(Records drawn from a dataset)
******
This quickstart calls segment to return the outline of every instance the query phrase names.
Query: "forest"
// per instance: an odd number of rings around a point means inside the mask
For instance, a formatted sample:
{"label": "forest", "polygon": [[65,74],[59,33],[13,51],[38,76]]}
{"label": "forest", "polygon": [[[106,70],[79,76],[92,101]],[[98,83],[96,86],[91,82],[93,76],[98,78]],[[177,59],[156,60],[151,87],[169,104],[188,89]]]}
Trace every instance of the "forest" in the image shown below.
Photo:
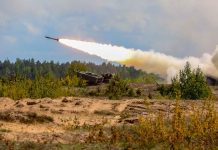
{"label": "forest", "polygon": [[[129,88],[128,83],[156,83],[160,80],[157,75],[148,74],[134,67],[102,63],[71,63],[40,62],[34,59],[15,62],[0,61],[0,97],[12,99],[22,98],[56,98],[61,96],[108,96],[109,90],[88,91],[87,82],[77,77],[75,71],[88,71],[96,74],[112,73],[118,77],[119,84],[126,85],[123,96],[135,96],[136,91]],[[102,93],[102,94],[100,94]],[[112,92],[114,93],[114,92]],[[138,93],[140,93],[138,91]],[[119,94],[120,95],[120,94]],[[118,96],[111,96],[118,98]],[[138,94],[140,95],[140,94]]]}
{"label": "forest", "polygon": [[151,76],[158,78],[157,75],[148,74],[134,67],[126,67],[112,63],[85,63],[72,61],[59,63],[54,61],[35,61],[34,59],[22,60],[16,59],[15,62],[9,60],[0,61],[0,78],[22,77],[26,79],[35,79],[38,77],[64,78],[70,75],[74,70],[89,71],[96,74],[112,73],[125,79],[137,79],[140,77]]}

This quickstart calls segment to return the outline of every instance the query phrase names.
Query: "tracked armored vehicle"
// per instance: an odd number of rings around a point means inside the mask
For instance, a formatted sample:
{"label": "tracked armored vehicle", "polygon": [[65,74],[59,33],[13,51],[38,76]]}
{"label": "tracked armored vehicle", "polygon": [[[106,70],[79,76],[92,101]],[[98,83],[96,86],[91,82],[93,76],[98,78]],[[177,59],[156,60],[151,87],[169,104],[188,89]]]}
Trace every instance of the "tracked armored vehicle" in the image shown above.
{"label": "tracked armored vehicle", "polygon": [[113,77],[113,74],[106,73],[102,75],[97,75],[92,72],[83,72],[83,71],[76,71],[77,76],[81,79],[87,81],[88,85],[98,85],[102,83],[108,83],[110,79]]}
{"label": "tracked armored vehicle", "polygon": [[218,78],[206,75],[206,81],[210,86],[218,86]]}

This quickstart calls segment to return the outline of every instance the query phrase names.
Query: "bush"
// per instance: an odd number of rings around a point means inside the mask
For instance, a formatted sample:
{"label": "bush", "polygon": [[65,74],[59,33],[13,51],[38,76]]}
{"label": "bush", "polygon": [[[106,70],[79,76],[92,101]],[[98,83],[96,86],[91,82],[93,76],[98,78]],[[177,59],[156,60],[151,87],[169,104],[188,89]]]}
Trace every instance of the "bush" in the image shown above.
{"label": "bush", "polygon": [[11,81],[1,81],[0,96],[11,97],[12,99],[22,99],[29,97],[28,89],[31,80],[15,79]]}
{"label": "bush", "polygon": [[141,96],[142,95],[142,91],[140,89],[137,89],[136,90],[136,94],[137,94],[137,96]]}
{"label": "bush", "polygon": [[63,88],[61,80],[50,77],[37,77],[34,80],[16,78],[0,80],[0,96],[12,99],[44,98],[65,96],[69,92]]}
{"label": "bush", "polygon": [[52,78],[37,78],[32,81],[29,89],[31,98],[55,98],[62,95],[62,92],[61,82]]}
{"label": "bush", "polygon": [[136,92],[135,92],[135,90],[133,88],[130,88],[128,90],[128,96],[129,97],[135,97],[136,96]]}
{"label": "bush", "polygon": [[122,96],[128,95],[129,85],[126,81],[121,80],[115,75],[107,87],[107,95],[109,99],[120,99]]}

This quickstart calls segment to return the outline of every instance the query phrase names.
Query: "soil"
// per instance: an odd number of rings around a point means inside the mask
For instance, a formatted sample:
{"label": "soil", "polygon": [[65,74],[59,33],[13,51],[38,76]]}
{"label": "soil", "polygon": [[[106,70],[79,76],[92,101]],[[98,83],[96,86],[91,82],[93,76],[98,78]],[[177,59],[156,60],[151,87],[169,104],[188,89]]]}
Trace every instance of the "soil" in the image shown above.
{"label": "soil", "polygon": [[[181,101],[186,115],[203,101]],[[162,113],[171,117],[175,101],[63,97],[58,99],[0,98],[0,138],[37,143],[84,142],[88,130],[80,126],[132,124],[139,116],[155,117]],[[218,102],[215,102],[218,112]],[[76,129],[79,128],[79,129]]]}

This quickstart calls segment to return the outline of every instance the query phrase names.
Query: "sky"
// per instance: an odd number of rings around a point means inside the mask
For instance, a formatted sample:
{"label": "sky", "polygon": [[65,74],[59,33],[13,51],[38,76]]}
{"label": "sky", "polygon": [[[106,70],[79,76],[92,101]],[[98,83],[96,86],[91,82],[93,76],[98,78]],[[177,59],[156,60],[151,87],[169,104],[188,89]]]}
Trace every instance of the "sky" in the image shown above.
{"label": "sky", "polygon": [[102,62],[44,36],[179,58],[218,44],[217,0],[0,0],[0,60]]}

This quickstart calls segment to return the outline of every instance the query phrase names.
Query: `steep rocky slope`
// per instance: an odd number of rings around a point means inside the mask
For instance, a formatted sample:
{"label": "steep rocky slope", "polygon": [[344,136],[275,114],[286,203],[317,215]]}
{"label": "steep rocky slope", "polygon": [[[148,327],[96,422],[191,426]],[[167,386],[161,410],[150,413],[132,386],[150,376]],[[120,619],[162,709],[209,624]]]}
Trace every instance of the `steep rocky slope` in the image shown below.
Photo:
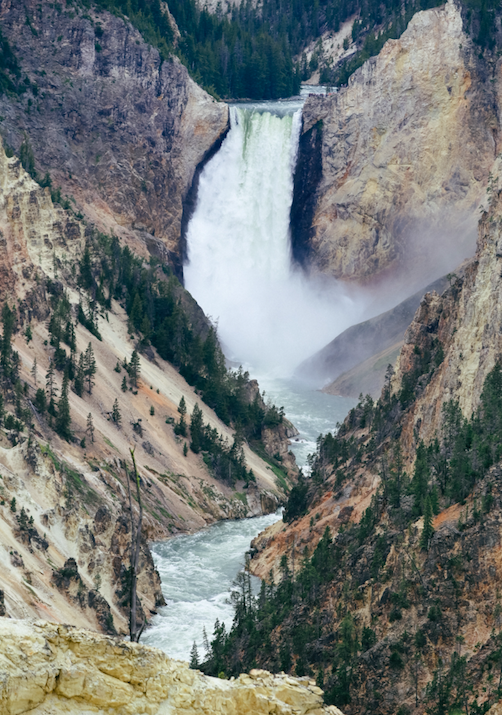
{"label": "steep rocky slope", "polygon": [[208,678],[155,648],[41,621],[0,618],[0,658],[3,715],[342,715],[308,678]]}
{"label": "steep rocky slope", "polygon": [[479,53],[460,9],[417,13],[347,87],[305,103],[298,260],[347,281],[394,278],[408,295],[454,269],[474,248],[499,112],[500,60]]}
{"label": "steep rocky slope", "polygon": [[[140,358],[136,389],[129,387],[123,365],[138,338],[124,308],[111,300],[109,309],[95,311],[102,340],[76,319],[79,303],[87,305],[90,300],[75,280],[77,266],[84,247],[92,245],[95,229],[71,211],[54,206],[49,189],[42,189],[16,157],[8,159],[3,151],[0,230],[5,277],[0,300],[2,305],[7,301],[17,306],[11,340],[5,335],[2,340],[1,609],[15,617],[50,617],[108,632],[124,631],[131,536],[125,469],[132,468],[131,447],[145,510],[139,592],[146,617],[162,603],[148,540],[194,531],[217,519],[273,511],[284,492],[270,466],[247,445],[245,463],[256,478],[247,485],[215,478],[201,454],[184,449],[188,434],[183,440],[173,430],[180,418],[181,397],[188,417],[196,404],[201,405],[204,424],[209,423],[223,443],[232,443],[233,430],[201,403],[194,388],[151,346]],[[58,348],[49,328],[54,301],[64,295],[70,306],[75,356],[90,345],[96,366],[92,391],[86,388],[80,396],[74,390],[68,393],[72,420],[68,440],[55,433],[53,417],[40,407],[37,397],[37,391],[43,396],[50,390],[46,378]],[[198,306],[180,286],[178,295],[192,327],[207,334],[207,321]],[[16,355],[14,384],[7,371],[9,342],[11,356]],[[62,371],[56,370],[56,401],[63,379]],[[250,382],[249,387],[249,399],[261,399],[256,383]],[[120,422],[113,419],[115,400]],[[287,455],[285,429],[289,428],[283,424],[278,429],[268,427],[265,436],[270,449]],[[134,512],[137,515],[136,506]]]}
{"label": "steep rocky slope", "polygon": [[227,106],[110,13],[5,0],[0,21],[27,78],[27,91],[0,97],[8,145],[18,152],[24,142],[63,198],[181,275],[183,201],[227,129]]}
{"label": "steep rocky slope", "polygon": [[261,635],[240,616],[227,652],[246,662],[248,643],[260,666],[315,674],[347,712],[487,712],[502,697],[502,193],[490,196],[474,259],[424,297],[378,403],[319,443],[286,523],[253,544],[253,571],[276,585],[255,605]]}

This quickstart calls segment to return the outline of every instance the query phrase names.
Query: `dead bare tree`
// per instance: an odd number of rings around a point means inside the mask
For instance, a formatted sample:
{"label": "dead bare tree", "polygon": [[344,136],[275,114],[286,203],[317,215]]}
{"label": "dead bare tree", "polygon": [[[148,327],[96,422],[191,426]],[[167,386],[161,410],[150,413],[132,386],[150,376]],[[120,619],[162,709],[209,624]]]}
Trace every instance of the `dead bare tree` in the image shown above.
{"label": "dead bare tree", "polygon": [[129,614],[129,637],[133,643],[138,643],[141,638],[141,634],[146,625],[146,620],[142,624],[141,628],[138,630],[136,612],[137,612],[137,580],[138,580],[138,564],[139,564],[139,552],[141,547],[141,527],[143,523],[143,504],[141,502],[141,489],[139,482],[138,469],[136,467],[136,458],[134,456],[134,449],[130,449],[132,463],[134,467],[134,481],[136,482],[136,494],[138,498],[139,506],[139,516],[137,526],[134,524],[134,512],[132,508],[132,495],[131,495],[131,483],[129,472],[126,466],[126,478],[127,478],[127,492],[129,495],[129,510],[131,515],[131,566],[130,566],[130,614]]}

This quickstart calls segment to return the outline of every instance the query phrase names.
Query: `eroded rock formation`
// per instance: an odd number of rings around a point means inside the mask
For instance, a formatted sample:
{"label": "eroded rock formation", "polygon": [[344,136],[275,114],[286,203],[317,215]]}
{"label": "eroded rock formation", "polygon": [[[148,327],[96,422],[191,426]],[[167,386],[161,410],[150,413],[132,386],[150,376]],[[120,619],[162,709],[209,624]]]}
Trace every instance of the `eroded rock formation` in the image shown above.
{"label": "eroded rock formation", "polygon": [[16,151],[27,142],[39,174],[102,229],[181,271],[183,200],[227,106],[110,13],[7,0],[0,19],[36,87],[0,98],[4,140]]}
{"label": "eroded rock formation", "polygon": [[0,618],[3,715],[342,715],[308,678],[209,678],[147,646],[41,621]]}
{"label": "eroded rock formation", "polygon": [[297,257],[358,283],[397,273],[409,294],[471,255],[499,151],[500,66],[480,59],[448,2],[417,13],[347,87],[309,97]]}

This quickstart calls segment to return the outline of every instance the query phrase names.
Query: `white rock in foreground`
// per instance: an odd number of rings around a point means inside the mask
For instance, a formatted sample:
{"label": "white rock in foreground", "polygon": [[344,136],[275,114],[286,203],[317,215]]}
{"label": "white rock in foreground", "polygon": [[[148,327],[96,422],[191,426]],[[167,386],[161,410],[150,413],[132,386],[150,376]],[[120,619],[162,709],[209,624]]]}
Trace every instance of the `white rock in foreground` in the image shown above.
{"label": "white rock in foreground", "polygon": [[308,678],[210,678],[162,651],[92,631],[0,618],[0,715],[342,715]]}

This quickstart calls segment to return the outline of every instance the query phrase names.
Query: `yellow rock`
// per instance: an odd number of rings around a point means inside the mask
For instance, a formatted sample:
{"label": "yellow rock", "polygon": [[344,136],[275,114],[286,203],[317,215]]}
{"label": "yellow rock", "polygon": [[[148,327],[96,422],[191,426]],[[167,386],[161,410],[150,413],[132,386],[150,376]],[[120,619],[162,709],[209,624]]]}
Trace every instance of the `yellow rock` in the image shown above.
{"label": "yellow rock", "polygon": [[327,715],[308,679],[210,678],[136,643],[0,618],[0,715]]}

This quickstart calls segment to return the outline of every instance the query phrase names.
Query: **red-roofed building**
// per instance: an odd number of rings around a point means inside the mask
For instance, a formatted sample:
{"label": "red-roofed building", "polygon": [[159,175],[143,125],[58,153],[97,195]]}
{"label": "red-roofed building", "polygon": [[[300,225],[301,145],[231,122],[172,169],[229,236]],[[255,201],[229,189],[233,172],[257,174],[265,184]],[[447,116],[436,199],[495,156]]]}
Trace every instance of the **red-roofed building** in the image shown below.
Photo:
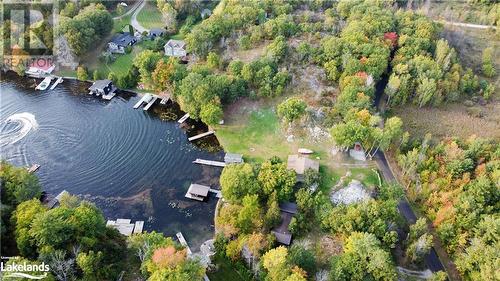
{"label": "red-roofed building", "polygon": [[26,75],[31,77],[45,77],[50,75],[56,66],[52,63],[51,59],[36,59],[30,64],[29,69],[26,70]]}

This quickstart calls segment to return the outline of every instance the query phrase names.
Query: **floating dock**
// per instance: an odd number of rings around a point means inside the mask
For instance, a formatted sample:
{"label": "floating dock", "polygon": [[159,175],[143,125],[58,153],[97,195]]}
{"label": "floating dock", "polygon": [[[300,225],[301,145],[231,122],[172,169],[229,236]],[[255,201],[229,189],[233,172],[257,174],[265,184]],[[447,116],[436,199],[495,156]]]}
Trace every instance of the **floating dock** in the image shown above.
{"label": "floating dock", "polygon": [[136,221],[133,234],[141,234],[144,228],[144,221]]}
{"label": "floating dock", "polygon": [[184,123],[184,121],[186,121],[188,118],[189,118],[189,113],[186,113],[186,114],[184,114],[184,116],[182,116],[182,117],[181,117],[181,119],[179,119],[179,121],[177,121],[177,123],[182,124],[182,123]]}
{"label": "floating dock", "polygon": [[34,172],[36,172],[39,168],[40,168],[40,165],[39,165],[39,164],[33,164],[33,165],[31,165],[31,167],[26,168],[26,170],[28,170],[28,173],[34,173]]}
{"label": "floating dock", "polygon": [[103,100],[111,100],[114,96],[116,96],[116,87],[113,86],[113,88],[111,89],[111,91],[106,94],[106,95],[102,95],[102,99]]}
{"label": "floating dock", "polygon": [[146,104],[143,110],[148,110],[151,106],[153,106],[153,104],[156,102],[157,99],[158,99],[157,96],[153,96],[153,98],[149,101],[148,104]]}
{"label": "floating dock", "polygon": [[49,207],[49,209],[52,209],[59,206],[59,204],[61,203],[61,198],[64,194],[69,194],[69,192],[67,192],[66,190],[61,191],[61,193],[57,194],[54,199],[50,200],[49,203],[47,203],[47,207]]}
{"label": "floating dock", "polygon": [[181,243],[181,245],[186,247],[188,257],[191,256],[193,254],[193,252],[191,251],[191,248],[189,248],[189,245],[188,245],[186,239],[184,239],[184,235],[182,235],[182,232],[177,232],[177,234],[175,234],[175,236],[177,236],[177,239],[179,239],[179,242]]}
{"label": "floating dock", "polygon": [[153,97],[150,94],[145,94],[135,105],[134,108],[139,108],[142,103],[148,103]]}
{"label": "floating dock", "polygon": [[201,164],[201,165],[216,166],[216,167],[226,167],[226,163],[224,163],[224,162],[204,160],[204,159],[199,159],[199,158],[196,158],[196,160],[194,160],[193,163]]}
{"label": "floating dock", "polygon": [[215,133],[215,132],[214,132],[214,131],[208,131],[208,132],[205,132],[205,133],[202,133],[202,134],[199,134],[199,135],[196,135],[196,136],[190,137],[190,138],[188,138],[188,140],[189,140],[189,141],[194,141],[194,140],[201,139],[201,138],[203,138],[203,137],[206,137],[206,136],[212,135],[213,133]]}
{"label": "floating dock", "polygon": [[57,78],[56,82],[54,82],[54,84],[52,84],[52,86],[50,87],[50,89],[51,89],[51,90],[54,90],[54,89],[57,87],[57,85],[59,85],[59,84],[60,84],[60,83],[62,83],[63,81],[64,81],[64,80],[63,80],[63,78],[62,78],[62,77]]}
{"label": "floating dock", "polygon": [[47,77],[43,78],[42,82],[40,82],[40,84],[38,84],[35,87],[35,90],[44,91],[50,86],[51,82],[52,82],[52,77],[47,76]]}
{"label": "floating dock", "polygon": [[185,197],[189,199],[203,201],[208,196],[209,191],[210,191],[210,186],[192,183],[189,186]]}

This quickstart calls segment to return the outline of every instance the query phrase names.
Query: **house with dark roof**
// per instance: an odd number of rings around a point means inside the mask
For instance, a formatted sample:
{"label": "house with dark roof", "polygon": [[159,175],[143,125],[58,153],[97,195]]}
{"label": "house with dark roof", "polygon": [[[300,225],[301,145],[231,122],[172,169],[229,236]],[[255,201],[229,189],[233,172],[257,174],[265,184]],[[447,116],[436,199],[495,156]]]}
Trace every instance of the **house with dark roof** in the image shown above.
{"label": "house with dark roof", "polygon": [[154,40],[156,37],[160,37],[165,35],[166,30],[163,28],[151,28],[151,30],[148,33],[148,37],[151,40]]}
{"label": "house with dark roof", "polygon": [[108,50],[111,53],[124,54],[125,48],[133,46],[135,43],[137,43],[137,38],[133,34],[129,32],[117,33],[108,43]]}
{"label": "house with dark roof", "polygon": [[278,243],[289,246],[292,242],[292,233],[288,230],[288,226],[294,215],[298,213],[297,204],[292,202],[283,202],[279,204],[281,223],[274,227],[271,233],[276,237]]}

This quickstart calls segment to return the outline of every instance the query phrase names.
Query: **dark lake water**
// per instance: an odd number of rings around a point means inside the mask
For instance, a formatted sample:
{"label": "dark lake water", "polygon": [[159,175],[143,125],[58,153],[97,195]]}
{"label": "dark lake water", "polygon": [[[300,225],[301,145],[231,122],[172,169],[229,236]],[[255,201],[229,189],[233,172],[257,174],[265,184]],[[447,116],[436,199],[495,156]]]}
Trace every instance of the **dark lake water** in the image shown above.
{"label": "dark lake water", "polygon": [[40,164],[44,191],[92,201],[107,219],[144,220],[146,230],[166,235],[182,231],[193,250],[211,238],[216,198],[184,198],[192,182],[218,188],[220,168],[192,163],[223,158],[215,137],[187,140],[206,131],[203,124],[165,120],[182,116],[172,104],[133,109],[137,96],[102,101],[87,95],[88,83],[40,92],[33,79],[8,74],[0,86],[1,158]]}

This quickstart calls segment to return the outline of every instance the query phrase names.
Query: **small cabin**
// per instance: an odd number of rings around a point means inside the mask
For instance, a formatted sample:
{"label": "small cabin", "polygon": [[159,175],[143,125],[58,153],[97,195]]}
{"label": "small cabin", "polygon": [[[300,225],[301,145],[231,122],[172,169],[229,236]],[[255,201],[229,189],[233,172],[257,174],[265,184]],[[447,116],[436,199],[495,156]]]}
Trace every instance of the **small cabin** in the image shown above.
{"label": "small cabin", "polygon": [[186,42],[182,40],[170,39],[164,49],[167,57],[183,58],[187,55]]}
{"label": "small cabin", "polygon": [[42,78],[50,75],[56,66],[49,60],[34,60],[24,73],[29,77]]}
{"label": "small cabin", "polygon": [[131,236],[132,234],[140,234],[144,228],[144,221],[136,221],[135,223],[131,223],[130,219],[117,219],[117,220],[108,220],[106,222],[107,227],[112,227],[121,234],[125,236]]}
{"label": "small cabin", "polygon": [[64,194],[69,195],[69,192],[67,192],[66,190],[61,191],[61,193],[59,193],[54,199],[50,200],[47,203],[47,207],[49,209],[53,209],[55,207],[58,207],[61,204],[61,198],[64,196]]}
{"label": "small cabin", "polygon": [[243,163],[243,155],[237,153],[226,153],[226,155],[224,156],[224,163],[226,164]]}
{"label": "small cabin", "polygon": [[288,230],[288,226],[292,221],[293,216],[298,213],[297,204],[292,202],[283,202],[279,205],[281,223],[271,230],[271,233],[276,237],[276,241],[280,244],[289,246],[292,242],[292,233]]}
{"label": "small cabin", "polygon": [[319,171],[319,162],[297,154],[289,155],[287,169],[294,170],[297,174],[297,181],[304,181],[304,174],[308,169]]}
{"label": "small cabin", "polygon": [[186,192],[185,197],[189,199],[194,199],[198,201],[203,201],[208,196],[210,187],[206,185],[192,183]]}
{"label": "small cabin", "polygon": [[90,86],[89,91],[96,95],[107,95],[114,89],[113,82],[109,79],[97,80]]}
{"label": "small cabin", "polygon": [[366,161],[365,150],[359,142],[354,143],[354,147],[349,149],[349,155],[356,160]]}
{"label": "small cabin", "polygon": [[152,28],[148,33],[148,37],[149,37],[149,39],[154,40],[157,37],[161,37],[161,36],[165,35],[165,33],[166,33],[165,29]]}

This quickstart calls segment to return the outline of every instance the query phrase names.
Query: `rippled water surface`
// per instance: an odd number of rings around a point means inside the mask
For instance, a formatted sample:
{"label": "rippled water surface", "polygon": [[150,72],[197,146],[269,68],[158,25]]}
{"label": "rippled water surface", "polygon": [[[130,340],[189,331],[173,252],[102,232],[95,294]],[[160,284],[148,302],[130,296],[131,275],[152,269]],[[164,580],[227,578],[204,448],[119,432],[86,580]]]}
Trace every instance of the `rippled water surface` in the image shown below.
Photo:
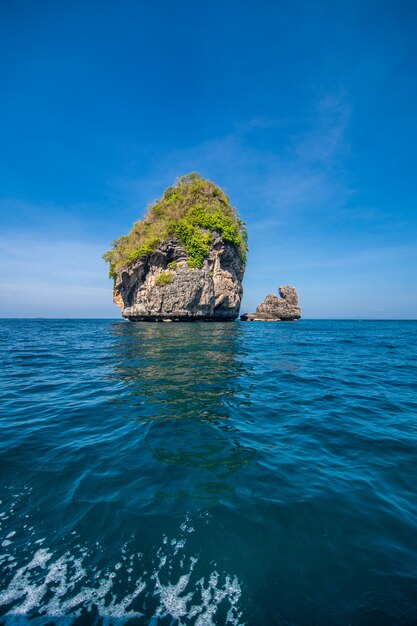
{"label": "rippled water surface", "polygon": [[417,323],[0,331],[0,621],[417,623]]}

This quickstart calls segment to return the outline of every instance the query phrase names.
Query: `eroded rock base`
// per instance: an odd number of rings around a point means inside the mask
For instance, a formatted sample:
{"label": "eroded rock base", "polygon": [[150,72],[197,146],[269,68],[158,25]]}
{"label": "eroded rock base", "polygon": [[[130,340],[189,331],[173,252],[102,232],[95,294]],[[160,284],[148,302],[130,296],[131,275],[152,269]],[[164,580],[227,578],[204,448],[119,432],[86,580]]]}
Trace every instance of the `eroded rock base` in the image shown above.
{"label": "eroded rock base", "polygon": [[125,317],[129,322],[233,322],[236,317]]}

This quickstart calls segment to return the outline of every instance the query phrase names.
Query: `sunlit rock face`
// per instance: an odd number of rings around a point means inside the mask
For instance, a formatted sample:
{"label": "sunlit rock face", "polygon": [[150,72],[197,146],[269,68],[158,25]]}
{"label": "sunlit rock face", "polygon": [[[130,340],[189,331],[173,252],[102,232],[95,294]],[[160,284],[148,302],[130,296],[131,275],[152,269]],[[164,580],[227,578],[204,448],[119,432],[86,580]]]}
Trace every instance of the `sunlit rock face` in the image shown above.
{"label": "sunlit rock face", "polygon": [[246,322],[292,322],[300,319],[301,309],[298,306],[298,295],[295,287],[285,285],[279,287],[280,297],[268,294],[255,313],[241,315],[241,320]]}
{"label": "sunlit rock face", "polygon": [[238,317],[244,263],[235,246],[214,234],[201,268],[170,238],[116,277],[114,301],[131,321],[231,321]]}
{"label": "sunlit rock face", "polygon": [[230,198],[191,172],[103,256],[126,319],[228,321],[239,316],[247,249],[246,226]]}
******
- TASK INSTRUCTIONS: Search the entries above for the string "below". Copy each line in which it appears.

- TASK RESULT:
Trace every instance of the "forest" in the image shown below.
Trace every instance of the `steep rocky slope` in the image shown below.
Trace every instance of the **red-roofed building** in the image shown below.
Trace every instance of the `rippled water surface` in the image shown below.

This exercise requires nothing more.